# [WHAT YOU NEED TO DO]
Please rewrite the flow cytometry passage from "Individuals from each" up to and including "1998), Pisum sativum L.", putting "scalpel" in place of "razor blade".

# [SELECTED PASSAGE]
BEGIN
Individuals from each sampled population were measured separately. Nuclear suspensions were
prepared following the method described by Galbraith et al. (1983) in which the leaf tissue of
each individual was chopped together with leaf tissue from an internal standard using a sharp
razor blade in a Petri dish containing a buffer solution, namely Woody Plant Buffer
(WPB; Loureiro et al., 2007). Solanum pseudocapsicum L. (2C = 2.589 pg; Temsch et al.,
2010), Zea mays L. ‘CE-777’ (2C = 5.43 pg; Lysak and Dolezel, 1998), Pisum sativum L.
‘Ctirad’ (2C = 9.09 pg; Doležel et al., 1998) and Pisum sativum L. ‘Kleine Rheinländerin’ (2C =
8.84 pg; Greilhuber and Ebert, 1994) were used as internal standards depending on the C-value
and standard availability. The suspension of isolated nuclei was filtered through a 48 µm nylon
mesh, incubated with RNase to degrade double stranded RNA and stained with a saturating
7
solution of propidium iodide following Loureiro et al. (2007) and Rojas-Andrés et al.
(2015). For each individual, one run of 5,000 counts was made on a CyFlow SL (Partec GmbH,
Münster, Germany; equipped with a 488 nm solid-state laser) or a CyFlow Space (Partec GmbH,
Münster, Germany; equipped with a 532 nm solid-state laser). Results were acquired using
Partec FloMax software v2.4d (Partec GmbH, Münster, Germany). A proxy of the holoploid
genome size (2C) was calculated as follows: Veronica 2C nuclear DNA content (pg) =
(Veronica G1 peak mean/internal standard G1 peak mean)*genome size of the internal standard.
END
# [INFORMATION GIVEN]
BEGIN
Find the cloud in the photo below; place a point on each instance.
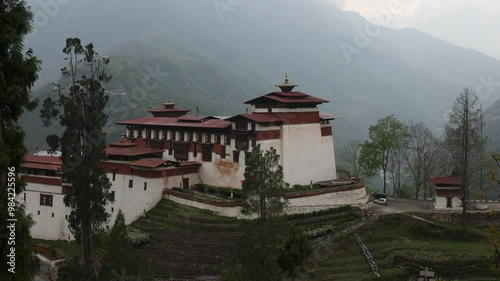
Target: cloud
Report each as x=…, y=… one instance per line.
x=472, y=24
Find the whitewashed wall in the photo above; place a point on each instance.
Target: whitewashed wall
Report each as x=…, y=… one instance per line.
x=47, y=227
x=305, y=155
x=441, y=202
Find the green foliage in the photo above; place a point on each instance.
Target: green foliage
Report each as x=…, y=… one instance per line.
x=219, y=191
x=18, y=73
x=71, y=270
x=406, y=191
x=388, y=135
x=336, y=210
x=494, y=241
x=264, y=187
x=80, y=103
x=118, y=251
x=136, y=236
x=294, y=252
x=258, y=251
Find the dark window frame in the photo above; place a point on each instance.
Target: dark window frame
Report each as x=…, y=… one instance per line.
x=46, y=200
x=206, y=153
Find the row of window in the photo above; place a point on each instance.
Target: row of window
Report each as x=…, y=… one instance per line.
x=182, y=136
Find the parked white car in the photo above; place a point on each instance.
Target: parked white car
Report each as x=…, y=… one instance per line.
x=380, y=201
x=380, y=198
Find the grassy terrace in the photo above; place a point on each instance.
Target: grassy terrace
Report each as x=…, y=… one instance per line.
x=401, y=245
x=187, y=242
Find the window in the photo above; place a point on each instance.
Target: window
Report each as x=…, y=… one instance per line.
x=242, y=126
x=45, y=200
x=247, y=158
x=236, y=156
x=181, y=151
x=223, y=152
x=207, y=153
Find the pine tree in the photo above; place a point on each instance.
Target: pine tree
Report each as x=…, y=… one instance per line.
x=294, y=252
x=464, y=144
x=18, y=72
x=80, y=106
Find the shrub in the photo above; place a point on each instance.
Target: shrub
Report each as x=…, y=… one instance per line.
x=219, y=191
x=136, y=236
END
BEGIN
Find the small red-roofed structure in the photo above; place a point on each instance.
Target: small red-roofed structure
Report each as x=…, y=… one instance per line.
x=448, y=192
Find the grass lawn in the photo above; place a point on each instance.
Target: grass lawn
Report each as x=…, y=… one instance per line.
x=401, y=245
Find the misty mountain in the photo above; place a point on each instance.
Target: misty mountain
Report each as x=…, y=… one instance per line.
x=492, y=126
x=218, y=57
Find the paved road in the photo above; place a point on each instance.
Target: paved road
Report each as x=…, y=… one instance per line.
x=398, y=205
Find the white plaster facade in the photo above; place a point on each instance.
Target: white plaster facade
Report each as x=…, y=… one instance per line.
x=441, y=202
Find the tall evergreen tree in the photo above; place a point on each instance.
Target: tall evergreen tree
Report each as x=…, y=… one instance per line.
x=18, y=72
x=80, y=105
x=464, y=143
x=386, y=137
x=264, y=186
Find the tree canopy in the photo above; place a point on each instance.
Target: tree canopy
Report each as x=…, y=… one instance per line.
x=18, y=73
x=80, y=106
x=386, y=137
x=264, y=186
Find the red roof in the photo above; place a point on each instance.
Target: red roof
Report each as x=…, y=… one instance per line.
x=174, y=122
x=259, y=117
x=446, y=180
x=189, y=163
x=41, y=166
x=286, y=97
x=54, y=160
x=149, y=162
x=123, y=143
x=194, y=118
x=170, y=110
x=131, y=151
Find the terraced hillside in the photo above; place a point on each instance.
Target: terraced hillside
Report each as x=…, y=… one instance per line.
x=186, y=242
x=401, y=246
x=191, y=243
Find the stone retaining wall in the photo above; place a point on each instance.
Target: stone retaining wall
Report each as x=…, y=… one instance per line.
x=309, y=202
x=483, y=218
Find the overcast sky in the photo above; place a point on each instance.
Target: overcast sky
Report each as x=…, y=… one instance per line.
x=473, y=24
END
# [RESULT]
Individuals from each sampled population were measured separately. Nuclear suspensions were
prepared following the method described by Galbraith et al. (1983) in which the leaf tissue of
each individual was chopped together with leaf tissue from an internal standard using a sharp
scalpel in a Petri dish containing a buffer solution, namely Woody Plant Buffer
(WPB; Loureiro et al., 2007). Solanum pseudocapsicum L. (2C = 2.589 pg; Temsch et al.,
2010), Zea mays L. ‘CE-777’ (2C = 5.43 pg; Lysak and Dolezel, 1998), Pisum sativum L.